* **PROBLEM REQUIREMENTS**
Copy out everything from the line containing "For the benchmark, mark every instance of the bare" down to the line containing "[[412, 525]]", swapping "thickest" for "widest" and leaving all else unchanged.

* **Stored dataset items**
# # #

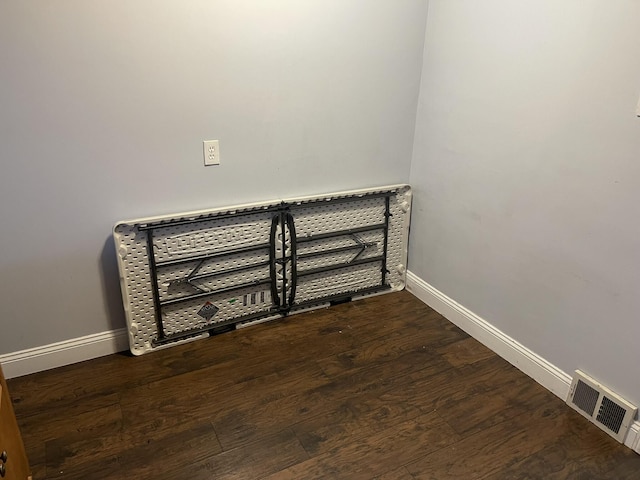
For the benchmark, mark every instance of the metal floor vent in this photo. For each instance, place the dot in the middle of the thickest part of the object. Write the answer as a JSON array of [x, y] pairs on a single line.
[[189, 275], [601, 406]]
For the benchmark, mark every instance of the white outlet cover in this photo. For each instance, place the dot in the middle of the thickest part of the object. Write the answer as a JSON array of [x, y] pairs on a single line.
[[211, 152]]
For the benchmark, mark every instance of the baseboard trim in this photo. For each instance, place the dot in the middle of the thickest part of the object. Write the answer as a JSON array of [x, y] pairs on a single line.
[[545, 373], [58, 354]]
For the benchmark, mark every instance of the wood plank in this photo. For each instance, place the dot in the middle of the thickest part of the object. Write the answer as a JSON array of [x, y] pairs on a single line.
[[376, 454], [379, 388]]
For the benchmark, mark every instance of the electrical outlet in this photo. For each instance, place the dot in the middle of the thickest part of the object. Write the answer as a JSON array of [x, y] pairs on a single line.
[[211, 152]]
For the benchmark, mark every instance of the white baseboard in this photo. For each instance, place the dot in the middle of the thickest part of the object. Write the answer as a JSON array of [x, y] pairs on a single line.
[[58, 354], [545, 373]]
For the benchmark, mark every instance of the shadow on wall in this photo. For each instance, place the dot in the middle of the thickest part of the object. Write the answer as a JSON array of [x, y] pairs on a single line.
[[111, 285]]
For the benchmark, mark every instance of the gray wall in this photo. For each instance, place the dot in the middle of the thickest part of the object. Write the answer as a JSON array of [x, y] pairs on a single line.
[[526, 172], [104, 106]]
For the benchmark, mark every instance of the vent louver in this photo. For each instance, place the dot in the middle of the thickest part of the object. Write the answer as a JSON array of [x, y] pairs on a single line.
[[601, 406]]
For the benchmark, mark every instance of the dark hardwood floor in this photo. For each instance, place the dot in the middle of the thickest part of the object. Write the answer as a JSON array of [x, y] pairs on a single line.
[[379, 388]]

# # #

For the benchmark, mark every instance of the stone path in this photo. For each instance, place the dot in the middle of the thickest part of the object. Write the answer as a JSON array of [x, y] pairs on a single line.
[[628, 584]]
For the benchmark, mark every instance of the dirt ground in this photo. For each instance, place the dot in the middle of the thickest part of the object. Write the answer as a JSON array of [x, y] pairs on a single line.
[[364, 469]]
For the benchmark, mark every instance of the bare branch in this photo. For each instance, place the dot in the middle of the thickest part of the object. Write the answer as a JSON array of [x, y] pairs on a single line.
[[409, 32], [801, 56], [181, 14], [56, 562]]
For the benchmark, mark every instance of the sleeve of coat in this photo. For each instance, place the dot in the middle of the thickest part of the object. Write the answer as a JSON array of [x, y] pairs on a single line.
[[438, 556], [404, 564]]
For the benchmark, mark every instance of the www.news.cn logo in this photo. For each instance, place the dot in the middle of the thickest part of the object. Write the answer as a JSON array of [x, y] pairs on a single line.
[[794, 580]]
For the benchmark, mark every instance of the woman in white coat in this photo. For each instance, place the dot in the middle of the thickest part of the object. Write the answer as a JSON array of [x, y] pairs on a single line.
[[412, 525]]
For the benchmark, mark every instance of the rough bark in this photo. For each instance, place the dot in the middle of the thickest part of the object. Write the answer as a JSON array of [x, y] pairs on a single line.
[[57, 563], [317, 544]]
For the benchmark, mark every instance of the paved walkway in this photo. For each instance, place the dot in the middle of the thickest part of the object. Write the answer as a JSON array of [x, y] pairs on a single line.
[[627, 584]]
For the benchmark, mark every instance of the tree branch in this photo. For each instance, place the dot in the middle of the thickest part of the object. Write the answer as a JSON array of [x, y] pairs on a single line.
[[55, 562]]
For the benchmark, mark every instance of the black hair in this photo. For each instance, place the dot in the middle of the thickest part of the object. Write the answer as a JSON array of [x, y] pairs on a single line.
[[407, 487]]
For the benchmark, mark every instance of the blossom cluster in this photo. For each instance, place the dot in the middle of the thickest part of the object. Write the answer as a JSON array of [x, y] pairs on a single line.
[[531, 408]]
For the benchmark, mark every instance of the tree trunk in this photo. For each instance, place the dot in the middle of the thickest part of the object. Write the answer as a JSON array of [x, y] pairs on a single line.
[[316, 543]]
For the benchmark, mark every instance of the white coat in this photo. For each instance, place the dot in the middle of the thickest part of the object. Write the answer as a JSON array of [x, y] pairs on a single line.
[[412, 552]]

# # #

* **ANSWER FOR THE TASK**
For the benchmark, mark every instance of the bare branch in this photo. For each instance, place the dot in the middle of the widest part of the object. Write the answer as a JSON array of [x, y] pairs on a single line.
[[409, 32], [801, 56], [181, 14], [56, 562]]
For the benchmark, mark every instance of the sleeve of coat in this photo. For each instance, place the dot in the middle of the widest part of the object. Write the answer as a JSON array of [x, y] pairs on a single line.
[[438, 556], [404, 564]]
For the benchmark, mark every instance of the www.news.cn logo in this photo. For each instance, place the dot in the middle of the widest part of the object. Write the answer as a JSON array of [x, y] pairs on a single line.
[[794, 580]]
For the benchmark, mark every instance of the woman in white coat in this photo. For each instance, place the dot in the middle of the widest part of the object. Write the answer as a JSON array of [x, y] pairs on a single line.
[[412, 525]]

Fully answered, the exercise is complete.